◆ Exercise: Give each line of the material below as a row in a Markdown table with the columns Row and Line, numbering the rows in order and skipping any blank lines.

===== Records for this exercise =====

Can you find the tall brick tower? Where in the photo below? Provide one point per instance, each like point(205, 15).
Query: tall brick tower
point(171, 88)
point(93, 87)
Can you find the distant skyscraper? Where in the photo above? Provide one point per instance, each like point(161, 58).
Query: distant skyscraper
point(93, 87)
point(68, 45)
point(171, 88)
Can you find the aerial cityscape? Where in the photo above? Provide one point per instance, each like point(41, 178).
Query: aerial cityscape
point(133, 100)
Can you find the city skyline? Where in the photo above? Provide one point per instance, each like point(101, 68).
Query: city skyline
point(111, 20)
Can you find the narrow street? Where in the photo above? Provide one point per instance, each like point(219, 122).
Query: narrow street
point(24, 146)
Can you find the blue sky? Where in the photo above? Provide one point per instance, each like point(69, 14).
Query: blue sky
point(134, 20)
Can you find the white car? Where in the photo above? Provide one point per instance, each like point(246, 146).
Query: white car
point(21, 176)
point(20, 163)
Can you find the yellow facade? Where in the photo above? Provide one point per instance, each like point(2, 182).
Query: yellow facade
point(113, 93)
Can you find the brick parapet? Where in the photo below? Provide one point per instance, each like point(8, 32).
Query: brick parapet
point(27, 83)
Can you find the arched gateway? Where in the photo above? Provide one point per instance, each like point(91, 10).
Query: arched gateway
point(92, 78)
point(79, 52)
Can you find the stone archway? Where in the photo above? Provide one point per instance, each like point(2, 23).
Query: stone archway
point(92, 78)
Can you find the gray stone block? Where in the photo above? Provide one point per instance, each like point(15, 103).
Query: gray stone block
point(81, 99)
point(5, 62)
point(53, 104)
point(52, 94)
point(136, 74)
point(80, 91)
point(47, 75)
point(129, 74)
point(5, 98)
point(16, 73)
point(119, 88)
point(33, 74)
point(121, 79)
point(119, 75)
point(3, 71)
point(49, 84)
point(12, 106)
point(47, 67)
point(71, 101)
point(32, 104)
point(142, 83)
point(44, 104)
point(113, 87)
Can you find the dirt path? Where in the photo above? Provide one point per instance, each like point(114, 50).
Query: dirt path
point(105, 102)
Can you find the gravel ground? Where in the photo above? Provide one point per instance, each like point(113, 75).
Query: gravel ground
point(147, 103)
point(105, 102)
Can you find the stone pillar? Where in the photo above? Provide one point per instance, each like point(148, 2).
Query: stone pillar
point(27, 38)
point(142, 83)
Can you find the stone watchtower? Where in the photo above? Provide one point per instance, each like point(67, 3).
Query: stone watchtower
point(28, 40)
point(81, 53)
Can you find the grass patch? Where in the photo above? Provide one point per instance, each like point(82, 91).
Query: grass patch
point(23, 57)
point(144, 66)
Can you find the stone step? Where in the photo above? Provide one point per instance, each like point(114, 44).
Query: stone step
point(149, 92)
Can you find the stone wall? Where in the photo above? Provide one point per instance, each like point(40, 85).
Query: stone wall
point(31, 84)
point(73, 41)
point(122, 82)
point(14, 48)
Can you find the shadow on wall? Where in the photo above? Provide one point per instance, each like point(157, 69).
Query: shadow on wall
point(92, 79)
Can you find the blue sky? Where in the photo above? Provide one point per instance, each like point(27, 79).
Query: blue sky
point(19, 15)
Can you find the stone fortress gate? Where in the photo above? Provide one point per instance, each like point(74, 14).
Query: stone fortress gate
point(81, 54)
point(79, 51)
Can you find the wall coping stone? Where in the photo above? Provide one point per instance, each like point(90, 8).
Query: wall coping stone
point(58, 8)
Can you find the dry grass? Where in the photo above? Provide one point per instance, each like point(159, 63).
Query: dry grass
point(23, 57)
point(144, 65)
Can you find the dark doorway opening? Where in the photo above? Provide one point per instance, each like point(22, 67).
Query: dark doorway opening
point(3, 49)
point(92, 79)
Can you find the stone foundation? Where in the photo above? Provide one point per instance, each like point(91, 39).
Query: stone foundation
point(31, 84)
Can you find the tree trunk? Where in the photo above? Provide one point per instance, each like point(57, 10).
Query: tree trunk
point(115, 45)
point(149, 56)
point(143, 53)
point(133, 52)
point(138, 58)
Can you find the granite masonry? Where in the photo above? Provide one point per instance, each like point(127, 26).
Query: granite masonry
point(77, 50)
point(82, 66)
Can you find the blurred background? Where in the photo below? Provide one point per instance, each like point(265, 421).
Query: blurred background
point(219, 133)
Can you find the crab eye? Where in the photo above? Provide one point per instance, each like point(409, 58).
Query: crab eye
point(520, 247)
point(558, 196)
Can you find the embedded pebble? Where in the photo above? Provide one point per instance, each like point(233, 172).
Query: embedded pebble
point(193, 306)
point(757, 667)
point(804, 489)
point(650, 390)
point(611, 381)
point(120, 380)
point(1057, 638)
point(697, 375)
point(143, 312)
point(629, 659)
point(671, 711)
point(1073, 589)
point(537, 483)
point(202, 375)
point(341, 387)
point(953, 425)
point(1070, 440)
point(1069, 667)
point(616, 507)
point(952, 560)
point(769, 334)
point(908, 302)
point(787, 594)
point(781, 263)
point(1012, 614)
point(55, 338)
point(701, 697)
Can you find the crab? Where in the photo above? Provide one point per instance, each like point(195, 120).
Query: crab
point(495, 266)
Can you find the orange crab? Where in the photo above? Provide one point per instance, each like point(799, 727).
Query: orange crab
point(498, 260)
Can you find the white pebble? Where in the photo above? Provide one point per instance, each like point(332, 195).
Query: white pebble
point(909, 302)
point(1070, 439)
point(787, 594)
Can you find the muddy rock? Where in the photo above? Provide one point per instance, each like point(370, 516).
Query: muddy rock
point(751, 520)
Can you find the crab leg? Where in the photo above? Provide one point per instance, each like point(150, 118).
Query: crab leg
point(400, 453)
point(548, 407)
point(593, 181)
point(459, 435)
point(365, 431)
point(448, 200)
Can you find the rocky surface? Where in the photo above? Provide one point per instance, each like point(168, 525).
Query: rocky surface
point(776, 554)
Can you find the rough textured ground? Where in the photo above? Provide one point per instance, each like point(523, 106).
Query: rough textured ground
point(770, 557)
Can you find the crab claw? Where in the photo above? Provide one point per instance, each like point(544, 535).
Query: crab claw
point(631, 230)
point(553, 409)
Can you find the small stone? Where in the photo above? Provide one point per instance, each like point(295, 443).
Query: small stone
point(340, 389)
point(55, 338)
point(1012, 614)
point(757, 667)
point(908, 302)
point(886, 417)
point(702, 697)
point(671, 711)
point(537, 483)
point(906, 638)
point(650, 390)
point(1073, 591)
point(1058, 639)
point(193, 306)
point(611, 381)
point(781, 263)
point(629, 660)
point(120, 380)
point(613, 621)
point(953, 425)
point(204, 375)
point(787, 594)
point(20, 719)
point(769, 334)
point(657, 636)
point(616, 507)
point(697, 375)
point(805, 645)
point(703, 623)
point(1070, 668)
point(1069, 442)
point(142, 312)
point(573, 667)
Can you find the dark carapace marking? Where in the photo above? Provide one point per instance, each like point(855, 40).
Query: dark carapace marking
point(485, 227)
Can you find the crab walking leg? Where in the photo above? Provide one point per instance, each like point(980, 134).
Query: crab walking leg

=====

◆ Worked solution:
| Row | Line |
|---|---|
| 1 | Can you find the tall brick tower? Where in the photo below? Provide one point per instance, each like point(205, 15). |
| 2 | Query: tall brick tower |
| 3 | point(171, 88) |
| 4 | point(93, 87) |
| 5 | Can you find the distant skyscraper? Where in the photo above? Provide one point per instance, each like point(161, 58). |
| 6 | Query: distant skyscraper |
| 7 | point(93, 87) |
| 8 | point(68, 45) |
| 9 | point(171, 88) |
| 10 | Can you find the aerial cityscape? Where in the photo above? Provide one point per instance, each like point(41, 178). |
| 11 | Query: aerial cityscape |
| 12 | point(133, 100) |
| 13 | Can you find the city skyline? Where in the photo above? Provide one point per instance, each like point(101, 68). |
| 14 | Query: city skyline |
| 15 | point(111, 20) |
| 16 | Can you find the narrow street? Where in the photo above? Provide one point per instance, each like point(219, 122). |
| 17 | Query: narrow street |
| 18 | point(24, 146) |
| 19 | Can you find the blue sky? Where in the photo above? Provide one point per instance, each like point(69, 14). |
| 20 | Query: blue sky |
| 21 | point(134, 20) |
| 22 | Can you find the white car? Where in the photo above? Provide one point per instance, each like point(246, 146). |
| 23 | Query: white car |
| 24 | point(21, 176) |
| 25 | point(20, 163) |
| 26 | Can you find the yellow facade? Where in the photo above? Provide one point per instance, each like point(2, 182). |
| 27 | Query: yellow facade |
| 28 | point(113, 93) |
| 29 | Can you find the brick parapet? Where in the photo below? Provide one point per instance, each like point(8, 32). |
| 30 | Query: brick parapet |
| 31 | point(27, 83) |
| 32 | Can you find the arched gateway? Where in the photo above? Provide one point per instance, each like point(91, 10). |
| 33 | Query: arched gateway |
| 34 | point(92, 78) |
| 35 | point(79, 52) |
| 36 | Can you find the stone archway? Where in the photo above? Provide one point per instance, each like point(2, 23). |
| 37 | Query: stone archway |
| 38 | point(92, 78) |
| 39 | Can you find the gray stone block? Where in the photo above? Provide one point per instance, each like point(15, 103). |
| 40 | Query: gray stone block |
| 41 | point(81, 99) |
| 42 | point(5, 62) |
| 43 | point(53, 104) |
| 44 | point(52, 94) |
| 45 | point(136, 74) |
| 46 | point(80, 91) |
| 47 | point(47, 75) |
| 48 | point(129, 74) |
| 49 | point(5, 98) |
| 50 | point(16, 73) |
| 51 | point(119, 88) |
| 52 | point(33, 74) |
| 53 | point(121, 79) |
| 54 | point(119, 75) |
| 55 | point(3, 71) |
| 56 | point(49, 84) |
| 57 | point(12, 106) |
| 58 | point(47, 67) |
| 59 | point(71, 101) |
| 60 | point(32, 104) |
| 61 | point(142, 83) |
| 62 | point(44, 104) |
| 63 | point(113, 87) |
| 64 | Can you find the dirt path? Where in the photo above? Provide one point per instance, each like point(114, 50). |
| 65 | Query: dirt path |
| 66 | point(105, 102) |
| 67 | Can you find the gravel ground? Where in the photo above? Provide one point per instance, each like point(113, 75). |
| 68 | Query: gravel ground |
| 69 | point(147, 103) |
| 70 | point(105, 102) |
| 71 | Can you find the stone pillar? Where in the photo above? Provide one point per instance, each like point(148, 2). |
| 72 | Query: stone pillar |
| 73 | point(27, 38) |
| 74 | point(142, 83) |
| 75 | Can you find the stone watchtower? Where in the photo above? Provide one point per instance, each like point(67, 3). |
| 76 | Query: stone watchtower |
| 77 | point(28, 40) |
| 78 | point(81, 53) |
| 79 | Can you find the grass patch? Where in the photo above? Provide one point per instance, each like point(82, 91). |
| 80 | Query: grass patch |
| 81 | point(23, 57) |
| 82 | point(144, 66) |
| 83 | Can you find the stone step? Where in the photo above? Provide one point per instance, each like point(114, 44). |
| 84 | Query: stone step |
| 85 | point(149, 92) |
| 86 | Can you find the stone wall? Where in the photo above? Provide one point per instance, each like point(40, 85). |
| 87 | Query: stone wall |
| 88 | point(31, 84) |
| 89 | point(73, 41) |
| 90 | point(122, 82) |
| 91 | point(14, 48) |
| 92 | Can you find the shadow on wall? Where in the photo above? Provide one point per instance, each like point(157, 69). |
| 93 | Query: shadow on wall |
| 94 | point(92, 79) |
| 95 | Can you find the blue sky? Where in the photo above? Provide one point per instance, each like point(27, 79). |
| 96 | Query: blue sky |
| 97 | point(19, 15) |
| 98 | Can you find the stone fortress gate? Where in the photo above? Provide one point per instance, each like point(74, 14). |
| 99 | Query: stone fortress gate |
| 100 | point(81, 54) |
| 101 | point(79, 51) |
| 102 | Can you find the wall coping stone? Where in the photo above? Provide one point per instance, each like point(90, 8). |
| 103 | Query: wall coping stone |
| 104 | point(58, 8) |
| 105 | Can you find the dry grass? Where in the photo above? Provide one point per instance, each like point(159, 63). |
| 106 | Query: dry grass |
| 107 | point(23, 57) |
| 108 | point(144, 65) |
| 109 | Can you find the dark doorway opening? Where in the photo above? Provide one point per instance, each like point(22, 67). |
| 110 | Query: dark doorway opening |
| 111 | point(3, 49) |
| 112 | point(92, 79) |
| 113 | Can you find the stone foundation? Where in the photo above? Provide one point per instance, each like point(91, 39). |
| 114 | Query: stone foundation |
| 115 | point(31, 84) |
| 116 | Can you find the tree trunk? Where in the photo above? Provide one point per instance, each like point(57, 10). |
| 117 | Query: tree trunk |
| 118 | point(115, 45) |
| 119 | point(149, 56) |
| 120 | point(143, 53) |
| 121 | point(133, 52) |
| 122 | point(138, 58) |
| 123 | Can you find the granite masonry? Where in the photo above? Provide one point per instance, each like point(127, 26). |
| 124 | Query: granite masonry |
| 125 | point(77, 50) |
| 126 | point(82, 66) |
| 127 | Can you find the blurred background? Where in the photo below? Provide one point per instance, each like point(265, 421). |
| 128 | Query: blurred background |
| 129 | point(219, 133) |
| 130 | Can you find the crab eye? Where in the photo above? Provide one point per instance, each like point(409, 58). |
| 131 | Query: crab eye |
| 132 | point(520, 247) |
| 133 | point(558, 196) |
| 134 | Can you find the embedded pebble? Where in the photo above? Provide one point per instance, each like point(233, 172). |
| 135 | Query: embedded pebble |
| 136 | point(193, 306) |
| 137 | point(757, 667) |
| 138 | point(804, 489) |
| 139 | point(650, 390) |
| 140 | point(611, 381) |
| 141 | point(120, 380) |
| 142 | point(1057, 638) |
| 143 | point(697, 375) |
| 144 | point(143, 312) |
| 145 | point(629, 659) |
| 146 | point(671, 711) |
| 147 | point(1073, 589) |
| 148 | point(537, 483) |
| 149 | point(202, 375) |
| 150 | point(341, 387) |
| 151 | point(953, 425) |
| 152 | point(1070, 440) |
| 153 | point(1069, 667) |
| 154 | point(616, 507) |
| 155 | point(952, 560) |
| 156 | point(769, 334) |
| 157 | point(908, 302) |
| 158 | point(787, 594) |
| 159 | point(781, 263) |
| 160 | point(1012, 614) |
| 161 | point(55, 338) |
| 162 | point(701, 697) |
| 163 | Can you find the crab? Where in the photo above? Provide one point per instance, each like point(195, 120). |
| 164 | Query: crab |
| 165 | point(495, 266) |
| 166 | Can you find the orange crab? Where in the photo above? Provide one point per instance, each like point(799, 727). |
| 167 | Query: orange crab |
| 168 | point(498, 260) |
| 169 | Can you find the white pebble? Where in the photo above? Provide one point per instance, each like point(332, 195). |
| 170 | Query: white pebble |
| 171 | point(909, 302) |
| 172 | point(1070, 439) |
| 173 | point(787, 594) |
| 174 | Can you find the muddy rock? Where in the photo above? Provide one point per instance, each like point(370, 516). |
| 175 | Query: muddy rock |
| 176 | point(751, 520) |
| 177 | Can you find the crab leg? Where in the photo above? Provide one point per instance, each like point(150, 118). |
| 178 | Query: crab leg |
| 179 | point(400, 453) |
| 180 | point(548, 407) |
| 181 | point(593, 181) |
| 182 | point(459, 435) |
| 183 | point(365, 431) |
| 184 | point(448, 200) |
| 185 | Can you find the rocky surface? Where in the photo above? Provide one point per instance, each like point(168, 525). |
| 186 | Query: rocky surface |
| 187 | point(776, 554) |
| 188 | Can you find the rough textured ground? Where in the photo above? Provide one point per instance, each like point(523, 106). |
| 189 | Query: rough textured ground |
| 190 | point(770, 557) |
| 191 | Can you find the crab claw? Where in the photo above? Provide one point per instance, each like point(544, 535). |
| 192 | Query: crab claw |
| 193 | point(631, 230) |
| 194 | point(553, 409) |
| 195 | Can you find the small stone? Where in the photo above? Provide one point per instance, each like point(295, 443). |
| 196 | Query: small stone |
| 197 | point(340, 389) |
| 198 | point(55, 338) |
| 199 | point(1012, 614) |
| 200 | point(757, 667) |
| 201 | point(908, 302) |
| 202 | point(886, 417) |
| 203 | point(702, 697) |
| 204 | point(671, 711) |
| 205 | point(537, 483) |
| 206 | point(906, 638) |
| 207 | point(650, 390) |
| 208 | point(1073, 591) |
| 209 | point(1058, 639) |
| 210 | point(193, 306) |
| 211 | point(611, 381) |
| 212 | point(781, 263) |
| 213 | point(629, 660) |
| 214 | point(120, 380) |
| 215 | point(613, 621) |
| 216 | point(953, 425) |
| 217 | point(204, 375) |
| 218 | point(787, 594) |
| 219 | point(20, 719) |
| 220 | point(769, 334) |
| 221 | point(657, 636) |
| 222 | point(616, 507) |
| 223 | point(697, 375) |
| 224 | point(805, 645) |
| 225 | point(703, 623) |
| 226 | point(1070, 668) |
| 227 | point(1069, 442) |
| 228 | point(142, 312) |
| 229 | point(573, 667) |
| 230 | Can you find the dark carapace marking? Where in the photo above? Provide one point per instance, each like point(855, 40). |
| 231 | Query: dark carapace marking |
| 232 | point(485, 227) |
| 233 | Can you find the crab walking leg? Where in the photo above? Provide one point per instance, each like point(980, 134). |
| 234 | Query: crab walking leg |